_WRITTEN REQUEST 1_.
Answer these questions from the passage on the KSOT autonomous submarine program, giving each answer on its own line marked (a), (b) and (c):
(a) On what date and at what event was the KSOT-008 prototype unveiled?
(b) Which of the three announced configurations can carry two heavyweight torpedoes?
(c) Which autonomous underwater vehicle is listed for Australia?
_WRITTEN REQUEST 2_. In the passage on the KSOT autonomous submarine program, recast the paragraph beginning "The Kapal Selam Otonom (KSOT) program" as a bulleted list that keeps its main facts.
_WRITTEN REQUEST 3_. Retype the stretch of the passage on the KSOT autonomous submarine program from "The within-case analysis" through "by long-established incumbents.".

_PASSAGE TO READ_.
========

4.1.1.2. Case 2: The KSOT Autonomous Submarine Program as Technological Frontier
The Kapal Selam Otonom (KSOT) program represents PT PAL's most strategically consequential technological venture. The KSOT-008 prototype, unveiled during the 80th anniversary parade of the Indonesian Armed Forces on October 5, 2025, is reported to have a length of approximately 15 m, beam of 2.2 m, displacement of 37 t, submerged endurance of up to 72 h, maximum speed of 20 knots, and operational range of 200 nautical miles, with control via radio frequency or satellite communication through an Autonomous Submarine Command Center (The Maritime Executive, 2025; Rinaldi, 2025a). Three configurations—surveillance, one-way attack (OWA), and torpedo-launch variants, the latter of which is capable of carrying two heavyweight torpedoes—have been announced for development. The platform reportedly incorporates more than 50% indigenous content (TKDN) (Rinaldi, 2025b).
The within-case analysis revealed three patterns of theoretical interest. First, the KSOT program positions Indonesia among a small group of nations actively developing and prototyping autonomous underwater vehicles with potential combat capabilities, alongside the United States (Orca XLUUV), China (AJX-002), Australia (Ghost Shark), and the United Kingdom (Excalibur). This positioning is theoretically significant because the autonomous underwater domain is comparatively young as a technology category, with substantially lower barriers to entry than the established categories of nuclear or conventional crewed submarines. Thus, the KSOT program illustrates a strategic pattern in which middle-power industries can enter frontier technology categories that remain comparatively unsettled rather than compete in mature categories dominated by long-established incumbents.

========

_COLLECTED DATA_.
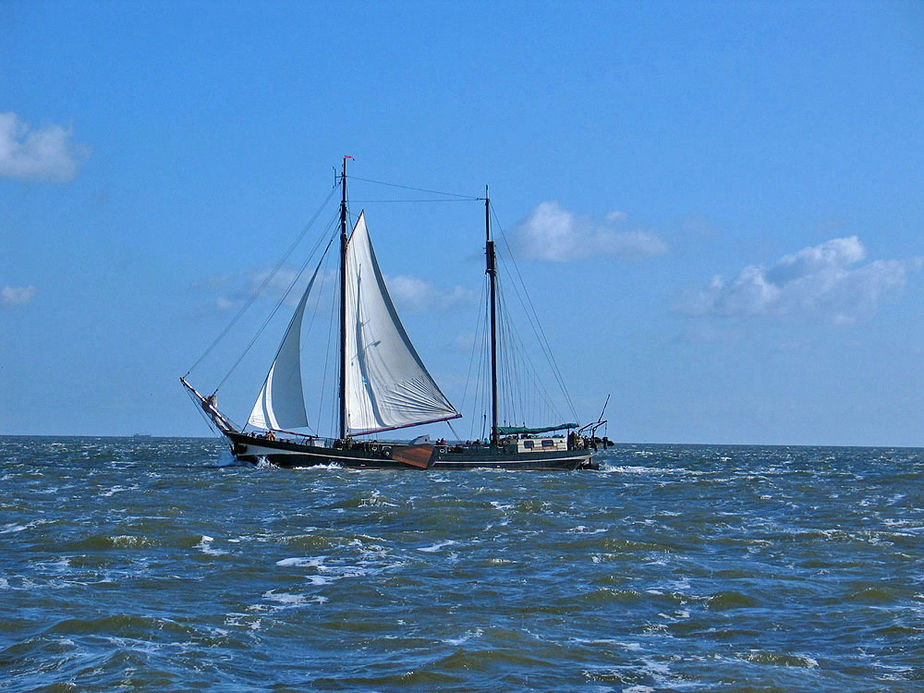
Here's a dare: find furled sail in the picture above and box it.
[344,213,461,434]
[247,258,323,430]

========

_FULL SOLUTION 1_.
(a) October 5, 2025, during the 80th anniversary parade of the Indonesian Armed Forces.
(b) The torpedo-launch variant.
(c) Ghost Shark.

_FULL SOLUTION 2_.
- The Kapal Selam Otonom (KSOT) program is PT PAL's most strategically consequential technological venture.
- The KSOT-008 prototype was unveiled during the 80th anniversary parade of the Indonesian Armed Forces on October 5, 2025.
- Its reported specifications are a length of about 15 m, a beam of 2.2 m, a displacement of 37 t, submerged endurance of up to 72 h, a maximum speed of 20 knots, and a range of 200 nautical miles.
- It is controlled by radio frequency or satellite communication through an Autonomous Submarine Command Center.
- Three configurations have been announced for development: surveillance, one-way attack (OWA), and torpedo-launch. The torpedo-launch variant can carry two heavyweight torpedoes.
- The platform reportedly has more than 50% indigenous content (TKDN).

_FULL SOLUTION 3_.
The within-case analysis revealed three patterns of theoretical interest. First, the KSOT program positions Indonesia among a small group of nations actively developing and prototyping autonomous underwater vehicles with potential combat capabilities, alongside the United States (Orca XLUUV), China (AJX-002), Australia (Ghost Shark), and the United Kingdom (Excalibur). This positioning is theoretically significant because the autonomous underwater domain is comparatively young as a technology category, with substantially lower barriers to entry than the established categories of nuclear or conventional crewed submarines. Thus, the KSOT program illustrates a strategic pattern in which middle-power industries can enter frontier technology categories that remain comparatively unsettled rather than compete in mature categories dominated by long-established incumbents.